■ **Provided records**
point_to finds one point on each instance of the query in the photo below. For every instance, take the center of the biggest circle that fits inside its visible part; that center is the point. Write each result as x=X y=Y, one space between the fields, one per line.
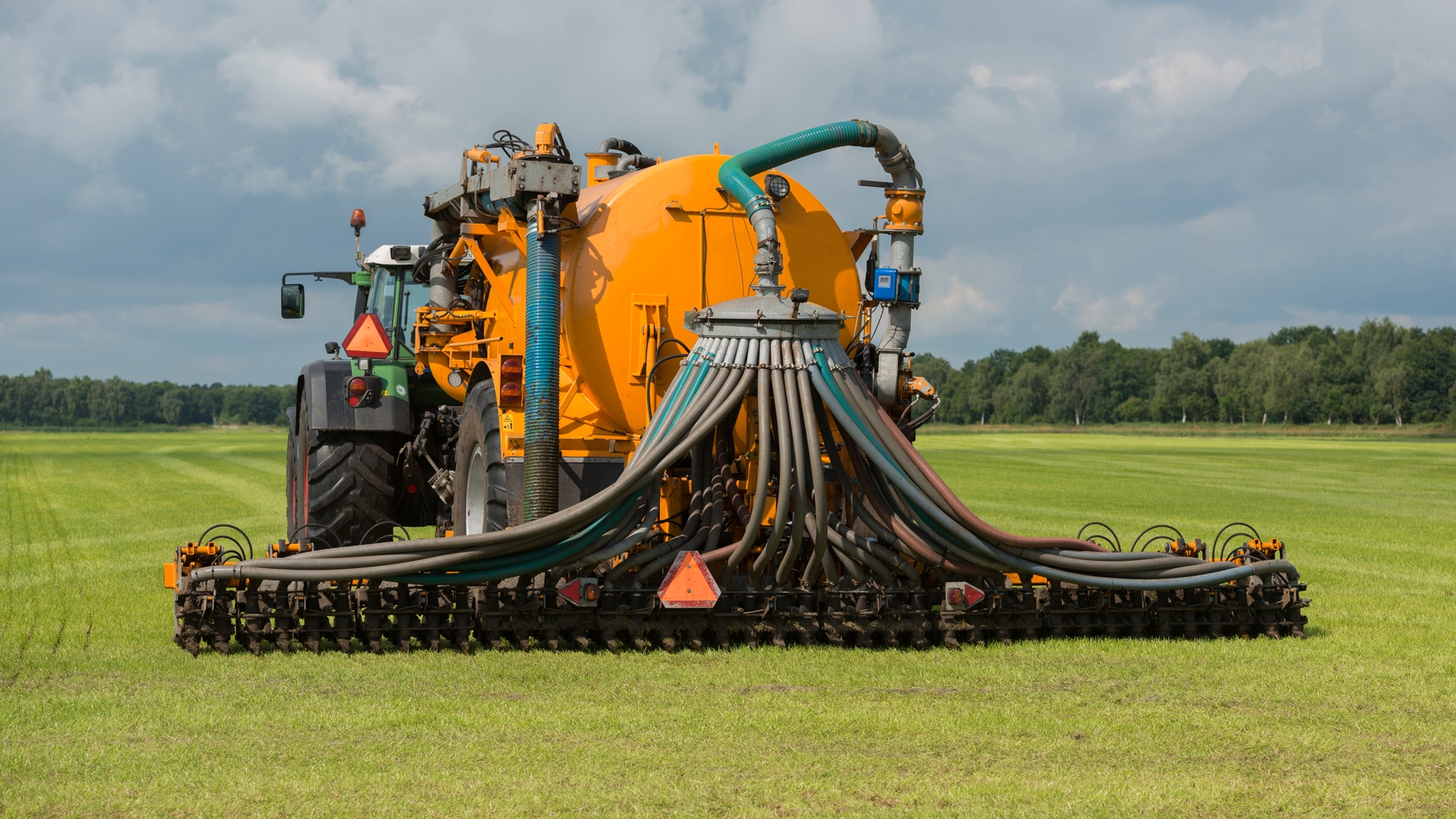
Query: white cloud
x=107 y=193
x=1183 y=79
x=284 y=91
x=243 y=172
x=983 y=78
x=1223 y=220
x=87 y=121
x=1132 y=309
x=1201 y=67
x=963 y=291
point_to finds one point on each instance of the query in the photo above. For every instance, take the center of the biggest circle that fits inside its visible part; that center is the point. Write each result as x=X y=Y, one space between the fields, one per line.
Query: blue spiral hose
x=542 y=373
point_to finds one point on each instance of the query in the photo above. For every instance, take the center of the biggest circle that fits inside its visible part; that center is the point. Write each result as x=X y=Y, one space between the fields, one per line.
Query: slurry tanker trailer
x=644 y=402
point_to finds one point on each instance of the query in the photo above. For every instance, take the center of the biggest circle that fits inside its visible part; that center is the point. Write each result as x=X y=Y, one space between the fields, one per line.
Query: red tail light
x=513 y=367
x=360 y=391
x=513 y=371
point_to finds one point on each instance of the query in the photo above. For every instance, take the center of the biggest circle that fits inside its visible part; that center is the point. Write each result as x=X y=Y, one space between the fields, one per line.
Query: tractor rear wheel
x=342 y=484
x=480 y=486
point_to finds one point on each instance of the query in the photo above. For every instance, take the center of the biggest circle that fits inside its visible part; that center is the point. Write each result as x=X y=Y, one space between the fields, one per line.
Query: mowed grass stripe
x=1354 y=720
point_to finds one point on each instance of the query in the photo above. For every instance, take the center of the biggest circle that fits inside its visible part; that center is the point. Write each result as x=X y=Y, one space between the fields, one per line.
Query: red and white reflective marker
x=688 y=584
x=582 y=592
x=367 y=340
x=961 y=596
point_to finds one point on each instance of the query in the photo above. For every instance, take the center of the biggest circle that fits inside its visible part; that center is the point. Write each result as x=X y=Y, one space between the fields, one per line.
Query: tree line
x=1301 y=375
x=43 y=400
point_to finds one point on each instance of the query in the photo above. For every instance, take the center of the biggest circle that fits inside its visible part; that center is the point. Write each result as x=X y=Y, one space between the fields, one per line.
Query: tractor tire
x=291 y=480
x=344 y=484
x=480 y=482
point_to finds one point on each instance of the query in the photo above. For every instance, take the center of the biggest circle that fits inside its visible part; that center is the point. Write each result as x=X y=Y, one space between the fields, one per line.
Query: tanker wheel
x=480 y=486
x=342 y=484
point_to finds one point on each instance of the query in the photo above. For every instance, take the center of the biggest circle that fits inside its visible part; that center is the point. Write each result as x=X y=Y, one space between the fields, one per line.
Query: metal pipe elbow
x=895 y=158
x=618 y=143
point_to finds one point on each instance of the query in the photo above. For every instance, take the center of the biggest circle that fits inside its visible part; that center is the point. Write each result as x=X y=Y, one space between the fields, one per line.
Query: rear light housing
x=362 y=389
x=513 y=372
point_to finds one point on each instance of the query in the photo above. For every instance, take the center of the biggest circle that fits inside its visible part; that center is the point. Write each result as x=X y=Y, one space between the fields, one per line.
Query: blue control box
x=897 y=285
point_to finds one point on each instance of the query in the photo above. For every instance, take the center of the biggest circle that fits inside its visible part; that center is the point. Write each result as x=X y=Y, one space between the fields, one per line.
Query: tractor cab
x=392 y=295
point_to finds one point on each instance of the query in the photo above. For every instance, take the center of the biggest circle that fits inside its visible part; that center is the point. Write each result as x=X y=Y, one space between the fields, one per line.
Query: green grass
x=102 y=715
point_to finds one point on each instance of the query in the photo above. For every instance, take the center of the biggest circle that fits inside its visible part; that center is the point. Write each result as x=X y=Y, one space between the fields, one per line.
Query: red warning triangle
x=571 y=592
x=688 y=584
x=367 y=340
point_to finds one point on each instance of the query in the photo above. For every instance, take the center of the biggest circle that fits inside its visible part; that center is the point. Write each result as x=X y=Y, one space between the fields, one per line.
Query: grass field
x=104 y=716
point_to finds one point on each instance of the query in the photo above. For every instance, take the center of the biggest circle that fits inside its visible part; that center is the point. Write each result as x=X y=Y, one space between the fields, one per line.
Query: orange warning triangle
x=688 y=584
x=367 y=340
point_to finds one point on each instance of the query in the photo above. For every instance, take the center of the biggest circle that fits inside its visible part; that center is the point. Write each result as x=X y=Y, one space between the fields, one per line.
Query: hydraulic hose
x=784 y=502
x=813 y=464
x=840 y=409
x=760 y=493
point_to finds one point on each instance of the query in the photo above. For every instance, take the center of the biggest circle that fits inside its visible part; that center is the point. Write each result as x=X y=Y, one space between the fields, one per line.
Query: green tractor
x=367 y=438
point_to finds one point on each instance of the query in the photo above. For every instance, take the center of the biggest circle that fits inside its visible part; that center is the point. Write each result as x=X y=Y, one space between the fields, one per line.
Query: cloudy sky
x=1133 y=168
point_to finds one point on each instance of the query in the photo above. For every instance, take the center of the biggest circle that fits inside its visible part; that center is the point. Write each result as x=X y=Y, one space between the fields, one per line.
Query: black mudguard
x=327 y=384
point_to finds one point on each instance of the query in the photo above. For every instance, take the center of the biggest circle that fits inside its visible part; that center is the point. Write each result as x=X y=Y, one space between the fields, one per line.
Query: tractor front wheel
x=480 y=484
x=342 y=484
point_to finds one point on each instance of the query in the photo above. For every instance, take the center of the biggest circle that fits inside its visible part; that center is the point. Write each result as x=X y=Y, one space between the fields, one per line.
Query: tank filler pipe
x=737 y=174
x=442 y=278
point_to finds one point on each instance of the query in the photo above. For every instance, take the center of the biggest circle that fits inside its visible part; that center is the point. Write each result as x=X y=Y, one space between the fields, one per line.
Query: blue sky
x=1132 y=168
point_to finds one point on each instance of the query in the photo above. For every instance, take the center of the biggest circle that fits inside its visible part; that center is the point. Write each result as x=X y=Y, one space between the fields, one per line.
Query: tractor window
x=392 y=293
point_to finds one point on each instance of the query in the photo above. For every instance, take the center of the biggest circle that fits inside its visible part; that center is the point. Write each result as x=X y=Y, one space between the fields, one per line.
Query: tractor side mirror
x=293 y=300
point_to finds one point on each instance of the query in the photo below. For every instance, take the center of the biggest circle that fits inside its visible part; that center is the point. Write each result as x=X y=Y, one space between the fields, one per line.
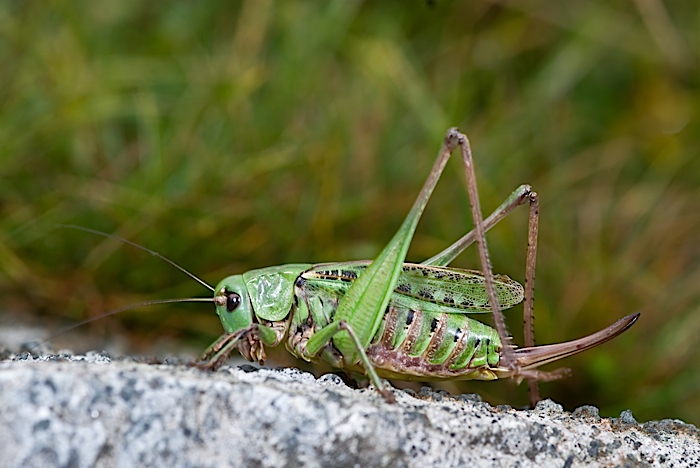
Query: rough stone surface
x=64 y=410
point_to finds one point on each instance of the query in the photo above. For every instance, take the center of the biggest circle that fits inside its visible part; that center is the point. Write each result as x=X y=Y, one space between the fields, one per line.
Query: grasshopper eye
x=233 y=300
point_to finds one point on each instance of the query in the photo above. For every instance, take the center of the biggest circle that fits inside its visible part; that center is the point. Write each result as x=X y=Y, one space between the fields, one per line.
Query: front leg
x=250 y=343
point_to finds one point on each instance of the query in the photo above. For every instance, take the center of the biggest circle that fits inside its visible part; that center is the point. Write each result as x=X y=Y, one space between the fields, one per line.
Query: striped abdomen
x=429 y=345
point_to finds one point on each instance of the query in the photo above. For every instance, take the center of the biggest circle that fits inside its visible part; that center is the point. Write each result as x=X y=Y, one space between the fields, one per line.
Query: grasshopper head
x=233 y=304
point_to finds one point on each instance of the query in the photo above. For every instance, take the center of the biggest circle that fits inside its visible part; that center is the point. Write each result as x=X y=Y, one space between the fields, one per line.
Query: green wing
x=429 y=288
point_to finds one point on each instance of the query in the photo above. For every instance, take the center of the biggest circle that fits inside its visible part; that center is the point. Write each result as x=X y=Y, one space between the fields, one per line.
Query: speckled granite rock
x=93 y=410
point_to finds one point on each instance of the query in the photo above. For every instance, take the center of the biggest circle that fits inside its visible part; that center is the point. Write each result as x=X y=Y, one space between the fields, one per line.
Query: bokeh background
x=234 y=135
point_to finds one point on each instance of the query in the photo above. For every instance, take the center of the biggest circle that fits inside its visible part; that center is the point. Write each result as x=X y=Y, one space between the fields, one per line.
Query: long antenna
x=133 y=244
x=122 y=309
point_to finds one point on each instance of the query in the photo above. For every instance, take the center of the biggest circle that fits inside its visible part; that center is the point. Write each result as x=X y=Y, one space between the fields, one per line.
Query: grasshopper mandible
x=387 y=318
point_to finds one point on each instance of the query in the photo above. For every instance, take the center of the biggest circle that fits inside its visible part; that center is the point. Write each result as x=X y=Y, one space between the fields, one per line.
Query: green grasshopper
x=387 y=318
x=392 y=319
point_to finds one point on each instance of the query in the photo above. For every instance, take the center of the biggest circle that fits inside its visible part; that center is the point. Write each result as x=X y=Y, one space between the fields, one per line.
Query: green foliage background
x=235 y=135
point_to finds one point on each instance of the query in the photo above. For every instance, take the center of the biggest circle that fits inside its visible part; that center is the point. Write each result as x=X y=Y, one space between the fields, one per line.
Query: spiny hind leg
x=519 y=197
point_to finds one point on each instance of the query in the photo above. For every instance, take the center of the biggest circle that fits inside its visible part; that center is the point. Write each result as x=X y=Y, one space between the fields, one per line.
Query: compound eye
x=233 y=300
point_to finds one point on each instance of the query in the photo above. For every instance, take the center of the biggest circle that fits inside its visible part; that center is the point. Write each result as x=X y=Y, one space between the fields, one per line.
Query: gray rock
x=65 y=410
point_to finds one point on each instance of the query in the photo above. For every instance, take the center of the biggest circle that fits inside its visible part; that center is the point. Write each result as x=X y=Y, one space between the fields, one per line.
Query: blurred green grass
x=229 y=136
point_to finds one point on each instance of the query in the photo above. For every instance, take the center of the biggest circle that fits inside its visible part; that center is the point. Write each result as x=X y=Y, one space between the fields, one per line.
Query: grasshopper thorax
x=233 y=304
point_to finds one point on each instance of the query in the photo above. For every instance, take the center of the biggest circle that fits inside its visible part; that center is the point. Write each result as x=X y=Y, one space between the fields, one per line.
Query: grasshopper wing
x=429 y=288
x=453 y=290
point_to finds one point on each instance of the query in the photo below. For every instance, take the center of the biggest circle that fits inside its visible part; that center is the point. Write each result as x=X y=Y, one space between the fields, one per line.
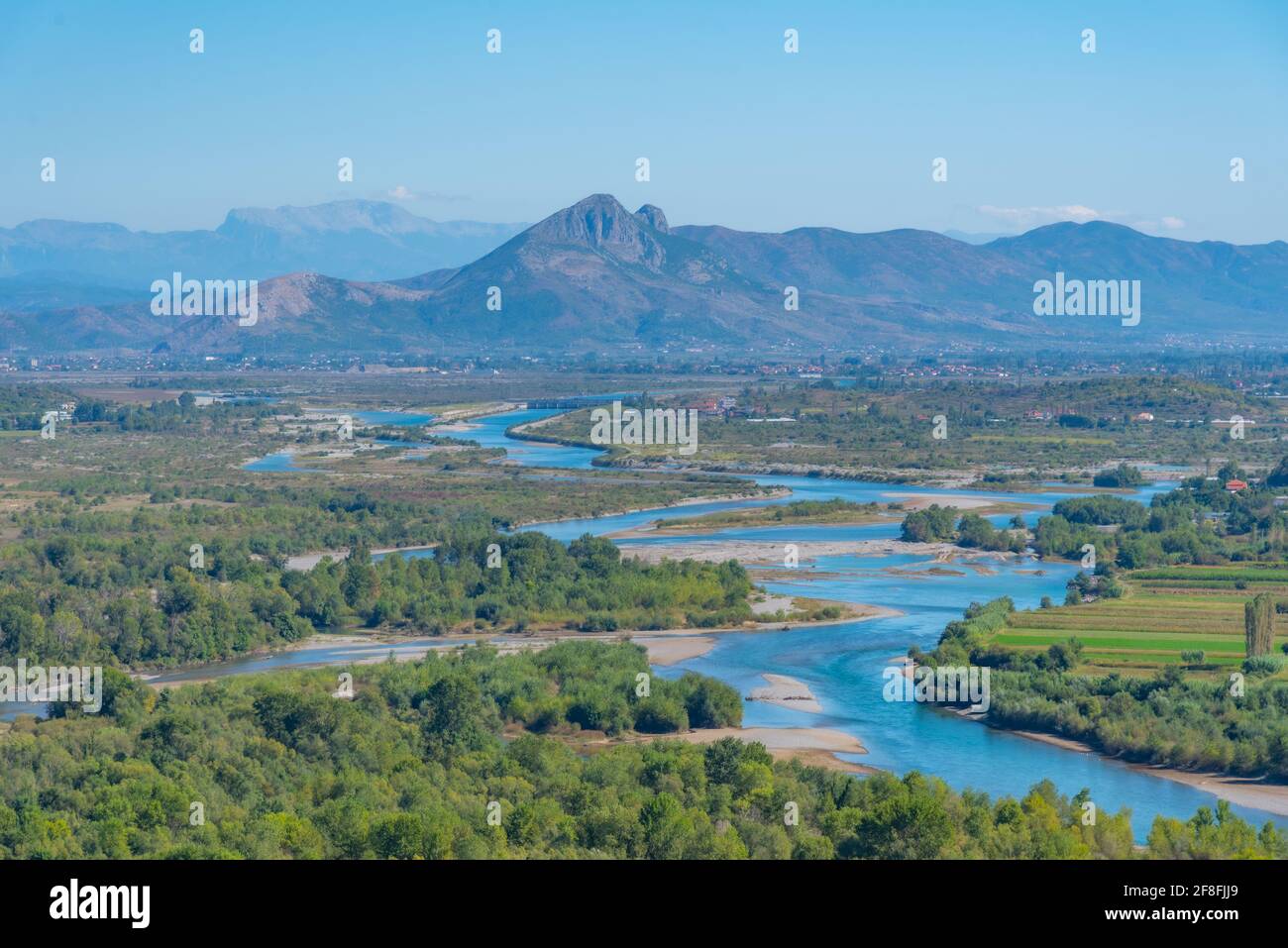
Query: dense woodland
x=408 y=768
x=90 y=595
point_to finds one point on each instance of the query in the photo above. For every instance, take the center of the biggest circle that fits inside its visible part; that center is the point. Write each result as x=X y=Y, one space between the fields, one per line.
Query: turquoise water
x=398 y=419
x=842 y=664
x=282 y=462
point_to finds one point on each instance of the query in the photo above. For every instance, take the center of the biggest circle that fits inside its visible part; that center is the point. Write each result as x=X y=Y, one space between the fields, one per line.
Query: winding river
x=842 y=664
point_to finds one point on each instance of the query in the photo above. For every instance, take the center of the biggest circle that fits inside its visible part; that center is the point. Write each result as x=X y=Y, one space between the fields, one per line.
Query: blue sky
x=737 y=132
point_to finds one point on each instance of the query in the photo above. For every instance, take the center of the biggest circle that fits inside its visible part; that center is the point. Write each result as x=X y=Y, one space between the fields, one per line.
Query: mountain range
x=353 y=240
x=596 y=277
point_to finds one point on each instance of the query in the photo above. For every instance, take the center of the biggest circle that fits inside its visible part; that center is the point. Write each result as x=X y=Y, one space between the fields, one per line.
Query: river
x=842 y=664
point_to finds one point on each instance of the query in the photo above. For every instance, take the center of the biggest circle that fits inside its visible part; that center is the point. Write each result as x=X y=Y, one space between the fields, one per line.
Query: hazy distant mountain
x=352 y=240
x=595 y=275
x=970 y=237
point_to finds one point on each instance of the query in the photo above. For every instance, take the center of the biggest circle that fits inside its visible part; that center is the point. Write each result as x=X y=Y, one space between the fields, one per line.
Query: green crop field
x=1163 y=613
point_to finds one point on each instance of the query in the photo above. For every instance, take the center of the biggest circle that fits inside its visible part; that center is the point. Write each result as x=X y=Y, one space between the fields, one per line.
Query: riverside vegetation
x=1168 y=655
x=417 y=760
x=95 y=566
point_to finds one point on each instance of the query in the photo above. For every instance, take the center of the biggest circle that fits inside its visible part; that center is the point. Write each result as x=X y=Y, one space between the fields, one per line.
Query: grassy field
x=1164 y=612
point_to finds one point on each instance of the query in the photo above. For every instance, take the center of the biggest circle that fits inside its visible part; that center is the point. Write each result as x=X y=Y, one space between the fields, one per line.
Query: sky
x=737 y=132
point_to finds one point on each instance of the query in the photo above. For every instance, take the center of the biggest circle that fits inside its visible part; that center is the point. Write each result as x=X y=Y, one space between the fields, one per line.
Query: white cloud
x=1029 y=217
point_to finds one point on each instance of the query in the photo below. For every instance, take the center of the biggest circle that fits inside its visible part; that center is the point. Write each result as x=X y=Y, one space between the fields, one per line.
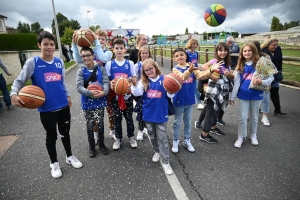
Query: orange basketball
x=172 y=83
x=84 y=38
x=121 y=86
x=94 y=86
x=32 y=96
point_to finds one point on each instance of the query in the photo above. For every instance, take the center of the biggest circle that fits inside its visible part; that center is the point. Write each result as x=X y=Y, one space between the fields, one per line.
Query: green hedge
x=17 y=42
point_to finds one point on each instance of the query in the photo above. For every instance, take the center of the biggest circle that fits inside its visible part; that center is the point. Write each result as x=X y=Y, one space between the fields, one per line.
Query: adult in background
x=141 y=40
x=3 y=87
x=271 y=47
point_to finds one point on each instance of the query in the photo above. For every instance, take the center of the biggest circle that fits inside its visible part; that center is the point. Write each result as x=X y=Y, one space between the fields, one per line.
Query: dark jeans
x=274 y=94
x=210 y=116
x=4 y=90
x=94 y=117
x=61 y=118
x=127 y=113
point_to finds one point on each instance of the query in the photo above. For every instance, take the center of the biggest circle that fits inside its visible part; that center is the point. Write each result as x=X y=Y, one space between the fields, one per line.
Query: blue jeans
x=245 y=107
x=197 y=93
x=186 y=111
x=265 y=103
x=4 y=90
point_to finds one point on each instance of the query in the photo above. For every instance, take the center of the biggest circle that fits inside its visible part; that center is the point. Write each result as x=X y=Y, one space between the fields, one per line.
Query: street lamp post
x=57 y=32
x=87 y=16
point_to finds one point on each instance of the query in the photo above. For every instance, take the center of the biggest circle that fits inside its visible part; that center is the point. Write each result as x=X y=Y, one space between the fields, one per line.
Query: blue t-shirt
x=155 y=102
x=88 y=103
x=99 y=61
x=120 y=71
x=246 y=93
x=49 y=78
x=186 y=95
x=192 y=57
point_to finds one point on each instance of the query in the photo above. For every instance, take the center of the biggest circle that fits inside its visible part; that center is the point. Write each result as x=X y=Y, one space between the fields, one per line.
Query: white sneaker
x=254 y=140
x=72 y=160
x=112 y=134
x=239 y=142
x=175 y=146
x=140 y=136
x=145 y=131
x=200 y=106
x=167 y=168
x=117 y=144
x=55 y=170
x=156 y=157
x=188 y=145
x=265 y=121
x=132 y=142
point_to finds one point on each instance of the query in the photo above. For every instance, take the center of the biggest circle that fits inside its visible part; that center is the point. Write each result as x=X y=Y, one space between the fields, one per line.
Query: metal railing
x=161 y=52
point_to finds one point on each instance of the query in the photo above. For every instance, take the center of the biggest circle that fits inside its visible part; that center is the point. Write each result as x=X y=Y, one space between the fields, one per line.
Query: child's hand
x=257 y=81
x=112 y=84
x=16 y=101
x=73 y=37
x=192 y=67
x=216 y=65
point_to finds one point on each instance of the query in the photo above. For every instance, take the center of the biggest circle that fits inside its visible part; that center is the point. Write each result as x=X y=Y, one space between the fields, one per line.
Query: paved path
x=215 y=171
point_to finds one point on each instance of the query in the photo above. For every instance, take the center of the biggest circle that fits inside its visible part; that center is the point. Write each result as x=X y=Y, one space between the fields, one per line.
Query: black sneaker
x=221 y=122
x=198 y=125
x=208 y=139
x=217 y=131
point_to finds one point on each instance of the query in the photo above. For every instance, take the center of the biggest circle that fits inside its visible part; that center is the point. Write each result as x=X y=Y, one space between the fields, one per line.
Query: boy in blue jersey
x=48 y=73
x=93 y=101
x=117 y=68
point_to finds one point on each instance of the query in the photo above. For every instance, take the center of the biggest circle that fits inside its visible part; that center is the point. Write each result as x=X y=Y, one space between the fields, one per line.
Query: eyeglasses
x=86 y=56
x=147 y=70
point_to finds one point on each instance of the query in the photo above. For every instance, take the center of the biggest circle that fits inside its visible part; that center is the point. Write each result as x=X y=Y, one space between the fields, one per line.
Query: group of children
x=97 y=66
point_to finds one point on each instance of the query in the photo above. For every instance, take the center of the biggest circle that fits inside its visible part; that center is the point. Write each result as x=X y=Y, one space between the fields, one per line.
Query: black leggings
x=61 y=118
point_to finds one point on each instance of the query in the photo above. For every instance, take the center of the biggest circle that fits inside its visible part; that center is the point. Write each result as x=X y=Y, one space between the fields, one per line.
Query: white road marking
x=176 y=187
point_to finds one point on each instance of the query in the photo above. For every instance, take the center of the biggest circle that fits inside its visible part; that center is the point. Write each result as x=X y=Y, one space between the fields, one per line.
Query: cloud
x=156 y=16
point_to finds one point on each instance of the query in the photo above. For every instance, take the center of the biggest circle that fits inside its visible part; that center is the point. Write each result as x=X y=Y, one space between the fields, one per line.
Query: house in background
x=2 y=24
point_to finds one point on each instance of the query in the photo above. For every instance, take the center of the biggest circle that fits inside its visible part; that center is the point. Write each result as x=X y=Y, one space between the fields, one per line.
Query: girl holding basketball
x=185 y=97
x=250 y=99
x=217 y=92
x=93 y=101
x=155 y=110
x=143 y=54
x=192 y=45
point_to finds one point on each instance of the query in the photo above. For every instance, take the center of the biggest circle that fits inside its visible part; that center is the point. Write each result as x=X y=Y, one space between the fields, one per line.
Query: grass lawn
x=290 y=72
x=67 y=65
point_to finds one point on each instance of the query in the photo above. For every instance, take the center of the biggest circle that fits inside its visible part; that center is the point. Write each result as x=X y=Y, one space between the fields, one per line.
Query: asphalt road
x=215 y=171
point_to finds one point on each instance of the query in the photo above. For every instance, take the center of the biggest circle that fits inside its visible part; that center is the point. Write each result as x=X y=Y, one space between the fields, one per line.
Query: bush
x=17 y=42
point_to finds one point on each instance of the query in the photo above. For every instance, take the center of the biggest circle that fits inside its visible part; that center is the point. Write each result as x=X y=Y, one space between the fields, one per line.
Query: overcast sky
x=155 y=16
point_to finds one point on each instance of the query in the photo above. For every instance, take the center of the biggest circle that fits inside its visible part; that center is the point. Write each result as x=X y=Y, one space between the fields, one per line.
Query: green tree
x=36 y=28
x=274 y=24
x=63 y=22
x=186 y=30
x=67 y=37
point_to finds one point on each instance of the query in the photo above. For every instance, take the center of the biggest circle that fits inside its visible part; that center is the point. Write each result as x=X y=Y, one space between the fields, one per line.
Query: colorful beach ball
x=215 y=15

■ **Task details**
Can you render the material as a JSON list of strings, one per line and skipping blank lines, starting at the beginning of the material and ending at the line that contains "x=1354 y=720"? Omit the pictures.

■ **Right answer**
[
  "point_to finds one point on each instance of the query in the photo below. For every instance, take the center of the biggest circle that fits inside its visible part; that center is the point. Write each result as x=X y=Y, one space between the fields, one per line.",
  "Query: white cloud",
  "x=107 y=193",
  "x=1183 y=79",
  "x=284 y=91",
  "x=243 y=172",
  "x=983 y=78",
  "x=1223 y=220",
  "x=87 y=121",
  "x=1132 y=309",
  "x=1201 y=67",
  "x=963 y=291",
  "point_to finds one point on each instance of the query in the photo above. For every instance, take the center of the biggest circle that fits inside its visible part; that center is the point. Write each result as x=X y=Y, one space between the fields, one per line.",
  "Query: blue spiral hose",
  "x=542 y=373",
  "point_to finds one point on each instance of the query in the photo above. For every instance, take the center of the biggest circle that fits inside its visible part; that center is the point. Write each result as x=X y=Y, one space between the fields, one per line.",
  "Query: slurry tanker trailer",
  "x=644 y=402",
  "point_to finds one point on each instance of the query in the photo above. For every instance, take the center of the biggest circle that fits inside its visible part; that center is the point. Write each result as x=X y=Y, one space between the fields, one per line.",
  "Query: red tail light",
  "x=513 y=367",
  "x=360 y=391",
  "x=513 y=371",
  "point_to finds one point on each instance of the query in the photo above. For every instance, take the center of the biggest circle that fits inside its visible part; that center is the point. Write each result as x=X y=Y, one space between the fields, one per line.",
  "Query: tractor rear wheel",
  "x=342 y=484",
  "x=480 y=486",
  "point_to finds one point on each instance of the query in the photo above. For every instance, take the center of the biggest circle that fits inside its visible part; that center is the point. Write each result as x=X y=Y, one space between the fields, one per line.",
  "Query: mowed grass stripe",
  "x=1354 y=720"
]